- [Reading passage]:

OS_MAILBOX_PutFront()

Description

Stores a new message of a predefined size into a mailbox in front of all other messages if the mailbox is able to accept one more message. The new message will be retrieved first.

Prototype

char OS_MAILBOX_PutFront(OS_MAILBOX*  pMB,
                         OS_CONST_PTR void *pMail);

Parameters

Parameter Description
pMB Pointer to a mailbox object of type OS_MAILBOX.
pMail Pointer to the message to store.

Return value

= 0 Success; message stored.
≠ 0 Message could not be stored (mailbox is full).

Additional information

If the mailbox is full, the message is not stored. This function never suspends the calling task. It may therefore be called from an interrupt routine. This function is useful to store “emergency” messages into a mailbox which must be handled quickly. It may also be used in general instead of OS_MAILBOX_Put() to change the FIFO structure of a mailbox into a LIFO structure.

Example

static OS_MAILBOX _MBData;

void AddMessage(struct Data* pData) {
  char Result;

  Result = OS_MAILBOX_PutFront(&_MBData, pData);
  if (Result != 0) {
    printf("Was not able to add the message to the mailbox.\n");
  }
}

OS_MAILBOX_PutFront1()

Description

Stores a new message of size 1 into a mailbox in front of all other messages if the mailbox is able to accept one more message. The new message will be retrieved first.

Prototype

char OS_MAILBOX_PutFront1(OS_MAILBOX*  pMB,
                          OS_CONST_PTR char *pMail);

Parameters

Parameter Description
pMB Pointer to a mailbox object of type OS_MAILBOX.
pMail Pointer to the message to store.

Return value

= 0 Success; message stored.
≠ 0 Message could not be stored (mailbox is full).

Additional information

If the mailbox is full, the message is not stored. This function never suspends the calling task. It may therefore be called from an interrupt routine. This function is useful to store “emergency” messages into a mailbox which must be handled quickly. It may also be used in general instead of OS_MAILBOX_Put() to change the FIFO structure of a mailbox into a LIFO structure.

- [Set problem]:
Answer these questions about the mailbox function reference above:
(a) What does OS_MAILBOX_PutFront() return when the message could not be stored?
(b) What size of message does OS_MAILBOX_PutFront1() store?
(c) What property of these functions allows them to be called from an interrupt routine?

- [Given data]:
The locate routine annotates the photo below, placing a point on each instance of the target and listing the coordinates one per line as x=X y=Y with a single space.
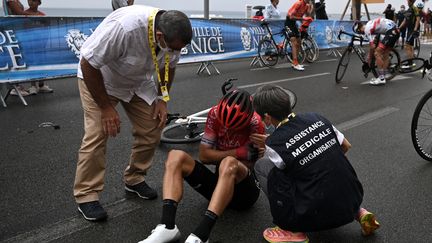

- [Exercise answer]:
(a) A value other than 0, meaning the mailbox is full.
(b) A message of size 1.
(c) They never suspend the calling task.